Excerpted text:
[Xesam] dumping NID3/NEXIF for NMM

Urho Konttori urho.konttori at nokia.com
Tue Jun 16 23:50:34 PDT 2009


Hi!

I'm not repeating to what Evgeny has commented to

>>     
>>> we took standards that worked very well for the it industry for the last
>>> years, this is the common process when designing an ontology: look for
>>> existing standards and copy them.
>>>
>>>       
>> Which is not always the right choice. This is also obvious in the
>> calendar ontology. You guys took the specs of ical too literally. Ivan
>> is working on a proposal that drops all of the union classes and
>> replaces them with a single superclass, which makes the ncal a nice and
>> clean structure. I mean, ncal is for the most part really nice, but the
>> drive to copy the ical exactly lead to those horrible union classes.
>>
>>     
>
> My 2c. The road towards the present ncal had two stages
>
> 1. Dan Connolly and the people from the www-rdf-calendar community at
> w3c devised a python+xslt script that generates the icaltzd ontology
> from the plain text file of the RFC itself. You can't get any nearer to
> the original standard definition.
>   
Indeed, but at the same time, not everything must be done pixel perfect. 
You just need to be able to express as much as ical.
> 2. We took the Connolly's ontology and translated it to NRL. First with
> an java program, then tweaked the result manually, all of this is
> documented in [1]. The union classes appeared as a NRL equivalent of the
> owl:unionOf construct present in the original OWL ontology.
>   
Well, the automated step is not needed in my opinion anyway. The ical is 
quite limited standard anyway, so it could have been converted manually 
just as well. In any way, I do applaud your way of doing it automated.


> If you have an idea for a third stage that will make it better, easier,
> and still manage to express most of the information from ICAL files
> without loss, I personally couldn't agree more.
>   
Ivan will make the proposal after we have been running it through with 
our calendar team a few times so that we know it's right one. As, if 
nothing else, we have learned that the domain experts must validate each 
and every ontology.

> The most important goal of the union classes was validation, if a
> property can appear on an Event, but can't on a Journal entry, spotting
> it on a journal entry means we have a bug in the ICAL->NCAL converter.
> The conversion process itself is quite error-prone. Every level of
> validation was welcome.
>   
Well, with superclass, you can still do the validation in post 
processing just as well.
> The union classes weren't considered a problem because the converter
> didn't have to generate them, and they never come up in the data seen by
> the user (that is the application used by the user). Nobody needs to
> write code that 'understands' them. Could you elaborate more on the
> problems you have with those union classes apart from them being 'ugly'?
>   
What do you mean, nobody needs to write code that 'understands them'?

Recorded data:
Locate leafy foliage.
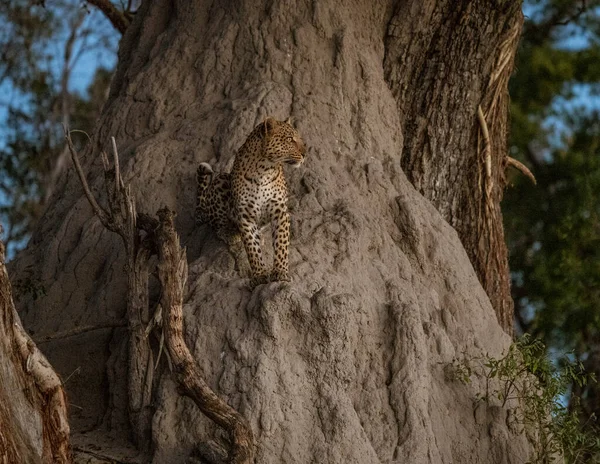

Directives:
**1.** Name every person mentioned by name in the calendar ontology thread, including the sender.
**2.** Answer these about the calendar ontology thread:
(a) What will Ivan's proposal replace the union classes with?
(b) In the first stage, what was the icaltzd ontology generated from?
(c) What was the most important goal of the union classes?
**3.** Carry on the calendar ontology thread from its last line.
The material has nothing to do with the calendar ontology thread.

Final results:
**1.** Urho Konttori, Evgeny, Ivan, Dan Connolly

**2.**
(a) A single superclass.
(b) The plain text file of the RFC itself.
(c) Validation.

**3.**
People had serious issues in understanding the reason for their 
existence overall. Developers need to understand the ontology. This is 
why the ontology needs to be created in a manner that is logical for a 
reader.


>>> Look, even the W3C people did  base their calendar ontology on the vCal
>>> standard, do not shoot at this approach, it is a good one. Consider the
>>> time it took to make MPEG7 (by the way, you may think about porting that
>>> one to an ontology, at least partly, instead of rolling your own) - we
>>> did consider this and say: invest time into what we need, not endless
>>> standardization discussions that others did before you.
>>>
>>>       
>> Sure. And mpeg7 is also a very nice example on how nid3 is not a good idea.
>>     
>
> Allow me not to agree with that. I've spent two weeks in February 2007
> trying to come to grips with MPEG7. My private conclusion was that MPEG7
> is a specification bloated beyond anything I'd seen. The initial idea
> was to take the MPEG7 ontology developed at DFKI for the SmartWeb
> project and adapt it for nepomuk. After two weeks of banging my head
> against the wall I dropped it and settled on NEXIF/NID3. The two most
> important disadvantages of MPEG7 were
>   
I couldn't agree with you more on how bloated mpeg7 is. The point that I 
apparently forgot to type down was, that it's again a completely 
different standard, which is fundamentally different than nid3. Now, if 
you would again copy mpeg7 as a new ontology to nepomuk, imagine trying 
to create somewhat sane queries that are accessing and combining results 
from both ontologies. This is why we need to have an abstraction ontology.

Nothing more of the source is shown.